Copy out the part of the listing that opens with the line containing "of the dense" and runs through the end of the listing, both ends included. Leave the pictures out of your copy.

*A run of records*:
※ ※ ※
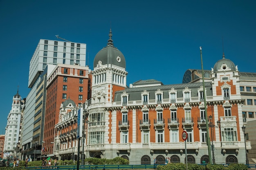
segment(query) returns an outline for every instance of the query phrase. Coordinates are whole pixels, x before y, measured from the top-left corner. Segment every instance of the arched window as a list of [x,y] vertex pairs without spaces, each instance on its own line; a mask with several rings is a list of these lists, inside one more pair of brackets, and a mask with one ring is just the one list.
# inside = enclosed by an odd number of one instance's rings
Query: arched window
[[180,162],[180,159],[178,156],[174,155],[171,157],[171,162],[172,163],[179,163]]
[[201,157],[201,163],[203,163],[203,161],[205,161],[205,163],[209,163],[209,156],[207,155],[204,155]]
[[141,163],[142,164],[150,164],[151,160],[150,157],[148,155],[144,155],[141,157],[141,159],[140,160]]
[[[188,158],[188,163],[195,163],[195,159],[192,155],[189,155],[187,156]],[[185,158],[185,163],[186,163],[186,158]]]
[[165,158],[163,155],[158,155],[155,159],[157,159],[157,163],[158,164],[164,164],[165,163]]
[[233,155],[229,155],[226,158],[226,163],[227,164],[232,163],[237,163],[237,158]]

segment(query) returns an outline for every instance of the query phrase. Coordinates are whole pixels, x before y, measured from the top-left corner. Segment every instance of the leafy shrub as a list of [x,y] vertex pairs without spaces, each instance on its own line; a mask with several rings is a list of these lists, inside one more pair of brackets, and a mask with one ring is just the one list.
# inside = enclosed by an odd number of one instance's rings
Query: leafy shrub
[[247,170],[248,167],[245,164],[241,163],[231,163],[227,168],[228,170]]
[[210,164],[206,165],[206,170],[225,170],[225,168],[221,164]]
[[113,159],[107,159],[97,158],[89,158],[85,159],[85,164],[88,165],[127,165],[129,164],[128,160],[117,157]]

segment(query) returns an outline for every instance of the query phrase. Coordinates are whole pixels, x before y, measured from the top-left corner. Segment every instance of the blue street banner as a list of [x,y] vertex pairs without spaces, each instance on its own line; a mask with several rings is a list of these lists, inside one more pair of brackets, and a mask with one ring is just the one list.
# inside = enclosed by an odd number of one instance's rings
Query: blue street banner
[[80,108],[77,112],[77,132],[76,139],[83,136],[83,110]]

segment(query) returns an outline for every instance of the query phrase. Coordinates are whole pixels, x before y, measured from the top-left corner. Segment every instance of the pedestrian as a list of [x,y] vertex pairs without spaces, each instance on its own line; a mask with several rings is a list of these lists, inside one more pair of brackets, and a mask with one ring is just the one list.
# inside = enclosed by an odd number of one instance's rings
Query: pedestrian
[[48,165],[49,167],[52,167],[51,162],[52,158],[50,158],[50,159],[49,159],[49,161],[48,162]]
[[15,168],[16,166],[16,160],[14,159],[14,161],[13,161],[13,168]]
[[17,162],[16,162],[16,166],[19,166],[19,164],[20,164],[20,159],[18,158],[17,160]]
[[57,159],[54,159],[54,168],[57,169]]
[[47,163],[47,159],[45,159],[45,166],[46,167],[47,166],[48,166]]
[[45,158],[43,158],[42,161],[42,166],[45,166]]
[[27,158],[25,161],[25,167],[27,167],[27,163],[29,161],[29,158]]
[[154,158],[154,168],[155,169],[157,167],[157,160],[155,158]]

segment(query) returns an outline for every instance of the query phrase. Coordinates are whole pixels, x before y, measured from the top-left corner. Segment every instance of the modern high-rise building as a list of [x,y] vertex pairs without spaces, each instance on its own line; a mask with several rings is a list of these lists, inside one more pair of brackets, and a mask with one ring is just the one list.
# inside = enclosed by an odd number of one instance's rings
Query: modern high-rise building
[[0,134],[0,158],[4,158],[4,135]]
[[7,117],[3,151],[6,156],[16,157],[20,144],[20,121],[24,101],[17,91],[13,97],[11,110]]
[[[38,107],[41,107],[40,105],[45,102],[37,103],[40,98],[37,92],[40,92],[38,87],[42,83],[41,78],[44,77],[42,75],[43,72],[48,64],[65,64],[85,67],[86,48],[85,44],[48,40],[39,41],[29,65],[28,87],[31,89],[26,98],[22,132],[22,152],[27,152],[27,154],[23,154],[23,159],[34,155],[31,152],[32,148],[34,148],[36,145],[39,145],[37,147],[40,148],[42,145],[42,141],[36,141],[38,138],[36,135],[38,133],[34,132],[39,130],[37,128],[38,128],[38,123],[42,117],[38,115],[43,110],[38,109]],[[40,141],[42,139],[40,138]]]
[[[78,107],[90,98],[88,96],[89,73],[88,67],[58,64],[48,74],[43,134],[43,145],[46,149],[44,149],[43,155],[54,155],[54,137],[57,130],[55,125],[59,123],[61,116],[60,108],[65,105],[65,101],[72,99],[72,107]],[[69,111],[71,110],[70,108]],[[65,114],[67,117],[69,117],[68,113]],[[70,125],[67,123],[65,127],[62,127],[66,133],[71,130]],[[69,141],[76,139],[70,136]]]

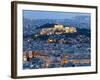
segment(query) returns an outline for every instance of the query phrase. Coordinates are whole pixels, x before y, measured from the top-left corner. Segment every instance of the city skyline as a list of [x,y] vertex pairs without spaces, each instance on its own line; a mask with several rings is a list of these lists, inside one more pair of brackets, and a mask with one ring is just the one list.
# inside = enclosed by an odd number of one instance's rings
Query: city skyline
[[90,13],[23,10],[23,17],[27,19],[75,19],[77,16],[89,19]]

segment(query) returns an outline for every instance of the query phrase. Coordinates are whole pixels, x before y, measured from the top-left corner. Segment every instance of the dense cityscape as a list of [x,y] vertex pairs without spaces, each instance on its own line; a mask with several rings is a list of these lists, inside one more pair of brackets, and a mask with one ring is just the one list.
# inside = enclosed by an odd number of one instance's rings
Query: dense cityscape
[[25,17],[23,69],[91,66],[91,29],[88,15],[80,14],[70,19]]

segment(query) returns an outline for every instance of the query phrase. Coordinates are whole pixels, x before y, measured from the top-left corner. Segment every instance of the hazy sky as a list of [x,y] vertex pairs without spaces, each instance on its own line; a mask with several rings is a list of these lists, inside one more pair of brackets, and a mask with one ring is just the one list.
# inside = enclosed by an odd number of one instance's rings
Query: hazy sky
[[76,16],[89,17],[90,14],[75,12],[23,10],[23,17],[28,19],[72,19]]

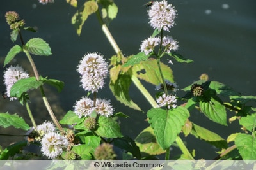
※ ※ ※
*The response*:
segment(query) returns an outline for every instance of the query phrase. Coordinates are whole pixels, x before y, measured from the top-left corner. Segment every instance of the dense cityscape as a list of [x,y] vertex pairs without spaces, each instance on its own line; a mask with several rings is a list of these lists, inside one more pair of brackets, and a mask with one ring is just the one list.
# inside = enclosed by an odd number of one instance's rings
Query: dense cityscape
[[25,17],[23,69],[91,66],[91,29],[88,15],[80,14],[70,19]]

segment(query) returns an outline for every instance of the query phrase. Coordinates are whole pixels, x before y, measured from the top-left corner. Segment every instance of the hazy sky as a list of [x,y] vertex pairs without spaces, each instance on its own line; a mask with several rings is a list of these lists, inside one more pair of brackets, and a mask with one ring is just the one list.
# inside = enclosed by an odd number of one instance's rings
Query: hazy sky
[[76,16],[89,17],[90,14],[75,12],[23,10],[23,17],[28,19],[72,19]]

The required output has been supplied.